#### [READING PASSAGE]
==================================================
I am just throwing out an idea, but have you tried mapping CTRL-V to another command from the key mappings?


----------



## Anne Troy (Feb 14, 1999)

My first thought, too, Jim.


----------



## CastleHeart (May 4, 2002)

Well here's what I ended up doing:

I used the code:
Private Sub Workbook_Open()
Application.CommandBars("Standard").Controls("Paste").Enabled = False 
Application.CommandBars("Edit").Enabled = False 
to disable the PASTE button and gray out the EDIT menu.(for those tempted to paste from there!) 
This eliminated the chance of us pasting normally.

I then created a macro: 
Sub CTRLV ()
ActiveSheet.PasteSpecial Format:="Text"
End Sub
with the shortcut of ... you guessed it .... *CTRL V *!

That shortcut then supercedes the standard CRTL V (within this spreadsheet) and pastes the HTML data as text. 
I did have one troublesome scenario that could arise and so I added a macro with the shortcut CTRL C to pop up a message box that reminds them(us) what to copy and what not too and thereby prevents them(us) from using CTRL C to copy when we ought not!

I use a
Private Sub Workbook_BeforeClose(Cancel As Boolean)
with the appropriate code above to reactivate the controls that were temporarily disabled when closing the spreadsheet.

And it works like a champ !!! :up:

I could have just put a warning message on CTRL V but this way the whole thing flows smoothly and lets everyone paste away !!!

- Castleheart


----------



## slurpee55 (Oct 20, 2004)

Darn itC, that makes too much sense...wouldn't it have been easier to have Ctrl-V make a pop-up message appear about "You are about to format your hard drive. Continue?" or something?


----------



## jimr381 (Jul 20, 2007)

I would have thought of it going to a command prompt and typing deltree *.*


----------



## CastleHeart (May 4, 2002)

> I will now Format your hard drive... and no one will hear your screams....


S55, 

At last we see the true evil that lurks behind the man with the binary face! ! !
==================================================
#### [RECORDS SHOWN]

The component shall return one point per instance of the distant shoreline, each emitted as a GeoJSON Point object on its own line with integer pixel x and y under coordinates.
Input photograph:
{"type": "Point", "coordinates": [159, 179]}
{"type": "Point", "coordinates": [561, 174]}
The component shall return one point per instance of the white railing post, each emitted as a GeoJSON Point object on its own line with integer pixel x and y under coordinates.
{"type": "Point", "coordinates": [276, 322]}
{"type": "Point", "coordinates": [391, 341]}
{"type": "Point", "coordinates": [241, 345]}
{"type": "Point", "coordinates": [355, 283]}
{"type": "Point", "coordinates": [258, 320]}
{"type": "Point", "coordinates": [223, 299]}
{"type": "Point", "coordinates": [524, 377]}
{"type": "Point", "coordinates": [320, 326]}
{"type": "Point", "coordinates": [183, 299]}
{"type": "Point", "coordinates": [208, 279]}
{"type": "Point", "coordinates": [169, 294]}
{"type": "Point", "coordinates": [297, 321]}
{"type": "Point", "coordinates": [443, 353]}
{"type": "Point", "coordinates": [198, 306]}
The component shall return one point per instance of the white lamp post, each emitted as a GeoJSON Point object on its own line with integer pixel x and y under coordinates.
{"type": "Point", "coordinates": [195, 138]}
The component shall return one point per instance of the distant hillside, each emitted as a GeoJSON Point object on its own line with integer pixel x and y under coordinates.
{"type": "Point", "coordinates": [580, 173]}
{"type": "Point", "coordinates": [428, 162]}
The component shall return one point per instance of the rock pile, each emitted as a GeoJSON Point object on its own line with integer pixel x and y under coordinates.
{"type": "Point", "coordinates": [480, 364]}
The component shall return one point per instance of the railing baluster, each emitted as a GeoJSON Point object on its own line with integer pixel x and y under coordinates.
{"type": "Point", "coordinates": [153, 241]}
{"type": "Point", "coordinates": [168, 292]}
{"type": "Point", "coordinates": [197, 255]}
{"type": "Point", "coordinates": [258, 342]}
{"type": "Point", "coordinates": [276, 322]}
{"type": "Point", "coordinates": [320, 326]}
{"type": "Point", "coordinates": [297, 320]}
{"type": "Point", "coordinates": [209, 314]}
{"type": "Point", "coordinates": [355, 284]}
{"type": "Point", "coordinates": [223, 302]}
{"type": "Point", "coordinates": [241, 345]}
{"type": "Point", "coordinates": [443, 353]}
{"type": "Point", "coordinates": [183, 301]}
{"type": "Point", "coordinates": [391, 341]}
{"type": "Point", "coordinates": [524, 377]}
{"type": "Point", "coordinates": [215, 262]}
==================================================
#### [STATED EXERCISE 1]
In the forum thread about remapping Ctrl-V, which event does CastleHeart use to reactivate the disabled controls when the spreadsheet closes?
#### [STATED EXERCISE 2]
Please duplicate the passage from the forum thread about remapping Ctrl-V, starting at "I could have" and ending at "(Oct 20, 2004)".
#### [STATED EXERCISE 3]
Go on with the forum thread about remapping Ctrl-V, starting after its last sentence.

#### [ANSWER 1]
Workbook_BeforeClose

#### [ANSWER 2]
I could have just put a warning message on CTRL V but this way the whole thing flows smoothly and lets everyone paste away !!!

- Castleheart


----------



## slurpee55 (Oct 20, 2004)

#### [ANSWER 3]
Still... I suppose that is better than having the code shutdown every menu bar, tool bar, scroll bar, hot bar and salad bar on their page and then ask them to say the secret word to get them back! 

Perhaps that is the perfect BEFORE CLOSE message for a future spreadsheet. I will of course list slurpee55 as the author in the credits!

- C


----------



## slurpee55 (Oct 20, 2004)

LOL - you -C-rack me up!
I wasn't like this before I came here....


----------



## CastleHeart (May 4, 2002)

Why didn't someone *TELL ME *that you could still right-click and paste from its menu !!!
Just goes to show you....._it's ALWAYS something !_

well .....ALRIGHTY THEN !

I added the following to put an end to all that:

Private Sub Workbook_SheetBeforeRightClick(ByVal Sh _
As Object, ByVal Target As Range, Cancel As Boolean)
Cancel = False

If Sh.Name = "particularworksheetname" Then Cancel = True
If Sh.Name = "particularworksheetname" Then MsgBox "* SORRY HAL..... I can't let you do that !*"
End Sub

The message box was just sort of .... a little _extra touch_!

- Castleheart

Slurpee: feel free to use: MsgBox, 

" RIGHT-CLICK again and I'll Format your Hardrive !
Now... I know what you're thinking... will he do it or not. 
Well you've got to ask yourself one question - do I feel lucky? 
Well *DO YA, PUNK *! "


----------



## slurpee55 (Oct 20, 2004)

Oh, wonderful!!!!!!!!!!!!!
And April Fools day is coming up.....


----------



## slurpee55 (Oct 20, 2004)

CastleHeart, what about pasting from the Clipboard of the Task Pane?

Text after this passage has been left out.